[Data records]
[Begin]

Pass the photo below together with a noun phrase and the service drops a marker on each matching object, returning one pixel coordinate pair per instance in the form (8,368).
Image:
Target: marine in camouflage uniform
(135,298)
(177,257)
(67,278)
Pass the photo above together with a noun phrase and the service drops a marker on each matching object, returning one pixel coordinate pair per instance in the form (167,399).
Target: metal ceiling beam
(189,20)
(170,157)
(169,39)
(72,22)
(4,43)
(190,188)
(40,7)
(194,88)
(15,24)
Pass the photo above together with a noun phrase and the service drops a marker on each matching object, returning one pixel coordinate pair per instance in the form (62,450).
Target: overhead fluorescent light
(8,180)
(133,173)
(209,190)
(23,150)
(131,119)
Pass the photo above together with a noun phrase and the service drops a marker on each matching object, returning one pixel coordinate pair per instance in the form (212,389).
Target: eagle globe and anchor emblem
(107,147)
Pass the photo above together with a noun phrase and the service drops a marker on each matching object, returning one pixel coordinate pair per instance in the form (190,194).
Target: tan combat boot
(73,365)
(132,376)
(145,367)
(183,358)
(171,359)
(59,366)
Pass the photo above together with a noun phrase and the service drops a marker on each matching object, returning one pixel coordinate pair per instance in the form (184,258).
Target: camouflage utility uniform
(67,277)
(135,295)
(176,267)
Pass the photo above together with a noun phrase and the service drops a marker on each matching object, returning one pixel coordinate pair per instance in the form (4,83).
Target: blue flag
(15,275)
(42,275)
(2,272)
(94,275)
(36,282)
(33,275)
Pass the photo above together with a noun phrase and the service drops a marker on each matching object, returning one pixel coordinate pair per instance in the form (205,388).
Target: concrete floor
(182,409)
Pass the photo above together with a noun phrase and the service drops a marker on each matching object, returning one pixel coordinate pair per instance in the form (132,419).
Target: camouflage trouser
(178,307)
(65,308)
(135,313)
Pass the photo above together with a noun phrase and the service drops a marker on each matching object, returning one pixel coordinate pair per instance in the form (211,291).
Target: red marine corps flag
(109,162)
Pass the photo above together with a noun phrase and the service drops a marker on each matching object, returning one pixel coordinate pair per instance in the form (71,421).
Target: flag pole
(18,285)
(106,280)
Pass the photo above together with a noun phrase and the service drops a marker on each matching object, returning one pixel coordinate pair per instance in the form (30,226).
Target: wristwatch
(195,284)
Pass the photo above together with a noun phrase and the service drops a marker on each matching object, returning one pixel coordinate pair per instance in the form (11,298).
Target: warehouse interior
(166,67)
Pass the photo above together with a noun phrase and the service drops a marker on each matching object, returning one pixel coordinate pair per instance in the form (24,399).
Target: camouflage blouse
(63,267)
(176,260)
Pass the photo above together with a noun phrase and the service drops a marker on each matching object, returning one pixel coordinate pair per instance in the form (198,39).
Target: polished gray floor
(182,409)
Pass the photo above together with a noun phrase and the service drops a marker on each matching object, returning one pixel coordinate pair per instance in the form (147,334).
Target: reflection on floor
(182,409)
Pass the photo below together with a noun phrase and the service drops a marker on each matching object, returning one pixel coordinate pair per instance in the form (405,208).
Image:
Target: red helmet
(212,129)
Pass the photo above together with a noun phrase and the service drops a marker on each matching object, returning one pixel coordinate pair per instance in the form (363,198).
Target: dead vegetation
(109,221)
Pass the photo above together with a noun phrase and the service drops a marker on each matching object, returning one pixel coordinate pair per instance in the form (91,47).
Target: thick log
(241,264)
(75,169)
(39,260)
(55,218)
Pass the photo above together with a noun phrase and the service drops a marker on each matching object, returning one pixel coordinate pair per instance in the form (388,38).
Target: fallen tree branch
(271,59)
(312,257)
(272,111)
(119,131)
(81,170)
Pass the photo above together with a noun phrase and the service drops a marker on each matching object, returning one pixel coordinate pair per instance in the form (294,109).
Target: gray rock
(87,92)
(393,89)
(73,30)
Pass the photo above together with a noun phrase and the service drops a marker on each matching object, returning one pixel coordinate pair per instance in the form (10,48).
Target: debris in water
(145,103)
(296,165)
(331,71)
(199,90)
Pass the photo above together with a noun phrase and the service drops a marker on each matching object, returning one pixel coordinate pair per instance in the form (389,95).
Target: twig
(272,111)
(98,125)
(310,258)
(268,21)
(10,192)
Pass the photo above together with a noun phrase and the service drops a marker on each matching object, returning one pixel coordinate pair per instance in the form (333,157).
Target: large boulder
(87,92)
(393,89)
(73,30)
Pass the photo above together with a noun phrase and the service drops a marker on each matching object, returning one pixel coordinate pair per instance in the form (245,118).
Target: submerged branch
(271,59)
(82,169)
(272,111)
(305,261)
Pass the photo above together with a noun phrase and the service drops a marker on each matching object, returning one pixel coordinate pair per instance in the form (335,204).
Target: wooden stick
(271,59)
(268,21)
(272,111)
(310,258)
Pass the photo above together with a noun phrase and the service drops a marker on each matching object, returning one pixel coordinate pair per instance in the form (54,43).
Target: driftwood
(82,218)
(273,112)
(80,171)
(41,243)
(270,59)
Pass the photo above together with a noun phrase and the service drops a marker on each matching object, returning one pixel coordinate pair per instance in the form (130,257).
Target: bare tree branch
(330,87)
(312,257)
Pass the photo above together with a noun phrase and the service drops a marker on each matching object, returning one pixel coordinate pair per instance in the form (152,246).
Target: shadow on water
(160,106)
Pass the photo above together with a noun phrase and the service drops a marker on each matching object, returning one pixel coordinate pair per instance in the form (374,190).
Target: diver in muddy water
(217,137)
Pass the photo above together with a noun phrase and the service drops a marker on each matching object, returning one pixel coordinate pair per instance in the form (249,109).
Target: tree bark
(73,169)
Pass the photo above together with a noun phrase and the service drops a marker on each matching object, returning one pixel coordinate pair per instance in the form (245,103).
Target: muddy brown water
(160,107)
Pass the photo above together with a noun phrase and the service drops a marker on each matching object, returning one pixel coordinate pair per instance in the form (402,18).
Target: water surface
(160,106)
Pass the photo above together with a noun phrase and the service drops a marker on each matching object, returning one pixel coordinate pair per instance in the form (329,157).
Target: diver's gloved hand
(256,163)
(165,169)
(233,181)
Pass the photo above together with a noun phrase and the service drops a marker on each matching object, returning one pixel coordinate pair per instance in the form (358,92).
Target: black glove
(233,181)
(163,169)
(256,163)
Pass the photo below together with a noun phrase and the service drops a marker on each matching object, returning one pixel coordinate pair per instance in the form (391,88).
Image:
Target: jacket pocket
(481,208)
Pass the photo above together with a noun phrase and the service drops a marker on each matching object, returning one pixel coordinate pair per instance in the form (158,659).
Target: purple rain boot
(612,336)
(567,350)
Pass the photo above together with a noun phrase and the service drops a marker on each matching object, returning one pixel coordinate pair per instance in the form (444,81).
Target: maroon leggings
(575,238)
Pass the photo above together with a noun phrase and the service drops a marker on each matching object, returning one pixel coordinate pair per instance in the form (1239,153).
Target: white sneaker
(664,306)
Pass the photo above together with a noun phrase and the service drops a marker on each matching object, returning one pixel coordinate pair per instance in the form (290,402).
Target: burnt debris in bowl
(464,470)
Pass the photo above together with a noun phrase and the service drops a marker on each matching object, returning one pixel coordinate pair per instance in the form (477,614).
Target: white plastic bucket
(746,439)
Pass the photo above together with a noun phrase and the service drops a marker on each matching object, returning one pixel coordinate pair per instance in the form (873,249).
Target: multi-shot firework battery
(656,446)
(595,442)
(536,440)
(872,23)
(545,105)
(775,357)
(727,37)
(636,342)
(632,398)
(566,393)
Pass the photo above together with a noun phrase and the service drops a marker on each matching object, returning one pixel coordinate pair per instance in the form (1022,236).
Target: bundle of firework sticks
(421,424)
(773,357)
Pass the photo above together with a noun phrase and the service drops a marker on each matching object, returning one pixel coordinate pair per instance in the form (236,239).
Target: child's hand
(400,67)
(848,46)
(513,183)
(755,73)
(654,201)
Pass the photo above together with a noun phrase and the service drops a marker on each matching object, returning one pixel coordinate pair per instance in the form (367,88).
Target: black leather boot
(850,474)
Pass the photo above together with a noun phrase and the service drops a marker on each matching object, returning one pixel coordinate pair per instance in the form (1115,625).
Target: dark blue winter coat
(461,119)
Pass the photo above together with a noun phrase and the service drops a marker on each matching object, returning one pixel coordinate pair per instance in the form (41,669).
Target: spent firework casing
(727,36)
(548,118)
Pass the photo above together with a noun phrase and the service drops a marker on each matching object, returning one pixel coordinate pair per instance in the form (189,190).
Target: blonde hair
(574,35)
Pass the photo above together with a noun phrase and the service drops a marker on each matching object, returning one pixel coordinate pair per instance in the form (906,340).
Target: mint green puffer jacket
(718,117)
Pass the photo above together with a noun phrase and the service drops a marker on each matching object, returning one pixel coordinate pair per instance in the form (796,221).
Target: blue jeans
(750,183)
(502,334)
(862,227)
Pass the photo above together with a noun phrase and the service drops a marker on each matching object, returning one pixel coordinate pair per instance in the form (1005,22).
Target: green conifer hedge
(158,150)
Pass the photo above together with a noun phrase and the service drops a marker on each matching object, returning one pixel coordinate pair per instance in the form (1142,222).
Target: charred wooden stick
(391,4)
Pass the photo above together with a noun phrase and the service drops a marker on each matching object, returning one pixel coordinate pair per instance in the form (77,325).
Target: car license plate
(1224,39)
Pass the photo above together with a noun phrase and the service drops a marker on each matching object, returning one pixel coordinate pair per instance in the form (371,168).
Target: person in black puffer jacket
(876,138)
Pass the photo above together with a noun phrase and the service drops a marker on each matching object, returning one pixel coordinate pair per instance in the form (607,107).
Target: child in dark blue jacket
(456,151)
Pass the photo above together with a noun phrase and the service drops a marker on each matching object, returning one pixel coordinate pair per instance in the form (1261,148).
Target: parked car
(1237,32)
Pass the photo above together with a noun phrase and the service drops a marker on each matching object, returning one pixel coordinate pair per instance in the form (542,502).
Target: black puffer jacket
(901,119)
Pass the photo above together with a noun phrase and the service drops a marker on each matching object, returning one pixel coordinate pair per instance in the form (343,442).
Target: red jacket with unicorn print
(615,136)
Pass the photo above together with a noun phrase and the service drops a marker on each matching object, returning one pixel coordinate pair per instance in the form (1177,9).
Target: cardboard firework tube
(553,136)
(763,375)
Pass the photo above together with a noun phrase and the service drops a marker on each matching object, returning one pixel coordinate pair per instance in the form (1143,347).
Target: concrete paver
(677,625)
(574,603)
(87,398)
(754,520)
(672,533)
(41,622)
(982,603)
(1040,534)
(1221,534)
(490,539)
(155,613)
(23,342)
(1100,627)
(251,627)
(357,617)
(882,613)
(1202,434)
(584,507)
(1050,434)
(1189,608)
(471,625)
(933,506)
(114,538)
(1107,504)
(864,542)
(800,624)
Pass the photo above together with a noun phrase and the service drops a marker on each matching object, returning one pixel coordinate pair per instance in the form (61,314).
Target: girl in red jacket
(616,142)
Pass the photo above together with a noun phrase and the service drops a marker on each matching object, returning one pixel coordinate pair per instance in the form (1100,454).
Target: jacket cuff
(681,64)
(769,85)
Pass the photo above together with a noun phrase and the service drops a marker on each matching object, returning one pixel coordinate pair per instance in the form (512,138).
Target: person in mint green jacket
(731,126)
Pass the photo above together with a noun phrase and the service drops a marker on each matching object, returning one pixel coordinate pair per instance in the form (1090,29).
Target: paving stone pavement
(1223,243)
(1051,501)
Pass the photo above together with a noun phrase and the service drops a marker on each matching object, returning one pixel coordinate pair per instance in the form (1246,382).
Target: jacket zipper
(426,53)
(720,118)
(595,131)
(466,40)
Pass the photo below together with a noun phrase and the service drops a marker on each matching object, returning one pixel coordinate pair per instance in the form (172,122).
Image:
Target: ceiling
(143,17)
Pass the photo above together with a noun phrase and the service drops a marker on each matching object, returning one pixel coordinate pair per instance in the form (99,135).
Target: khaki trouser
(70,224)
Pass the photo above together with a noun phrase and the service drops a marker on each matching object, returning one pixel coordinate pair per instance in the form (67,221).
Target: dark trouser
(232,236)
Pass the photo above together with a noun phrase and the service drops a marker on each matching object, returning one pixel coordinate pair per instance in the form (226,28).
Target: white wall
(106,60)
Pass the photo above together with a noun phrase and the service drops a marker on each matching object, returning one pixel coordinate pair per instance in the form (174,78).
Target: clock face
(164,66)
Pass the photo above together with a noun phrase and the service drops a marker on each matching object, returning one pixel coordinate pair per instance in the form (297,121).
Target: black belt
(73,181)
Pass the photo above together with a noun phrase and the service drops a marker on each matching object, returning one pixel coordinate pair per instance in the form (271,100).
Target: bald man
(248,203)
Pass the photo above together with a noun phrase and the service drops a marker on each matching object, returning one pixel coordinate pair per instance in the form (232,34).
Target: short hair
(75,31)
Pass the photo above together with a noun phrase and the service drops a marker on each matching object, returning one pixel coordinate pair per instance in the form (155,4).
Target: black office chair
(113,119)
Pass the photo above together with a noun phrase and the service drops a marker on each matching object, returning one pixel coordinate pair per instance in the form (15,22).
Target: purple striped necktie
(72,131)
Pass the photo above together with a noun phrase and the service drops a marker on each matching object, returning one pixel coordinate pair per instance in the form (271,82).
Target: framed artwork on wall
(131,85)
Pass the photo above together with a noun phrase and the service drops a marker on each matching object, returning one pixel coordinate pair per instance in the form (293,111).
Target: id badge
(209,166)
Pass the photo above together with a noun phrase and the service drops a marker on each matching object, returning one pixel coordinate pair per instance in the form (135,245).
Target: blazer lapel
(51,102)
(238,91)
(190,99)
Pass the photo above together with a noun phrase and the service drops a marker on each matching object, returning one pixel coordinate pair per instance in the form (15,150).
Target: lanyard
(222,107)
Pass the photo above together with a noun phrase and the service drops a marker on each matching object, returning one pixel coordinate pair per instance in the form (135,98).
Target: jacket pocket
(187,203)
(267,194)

[End]

What needs to be done: Quote, without any change, each line from the one that contains "the form (135,245)." through the end of the material.

Task response:
Pass the photo above together with a noun phrase and the service drops a marker on each matching object, returning one pixel coordinate pair per instance in the form (135,245).
Target: blazer lapel
(51,102)
(238,91)
(190,99)
Pass the photo above together with a noun phrase and the service drops a marker on each matching object, returning one pixel coordinate pair per instance in the form (15,150).
Target: lanyard
(222,107)
Pass the photo above together with a noun phrase and the service drops a marker on each matching object, returning one pixel coordinate pair per instance in the form (135,98).
Target: jacket pocket
(187,203)
(267,194)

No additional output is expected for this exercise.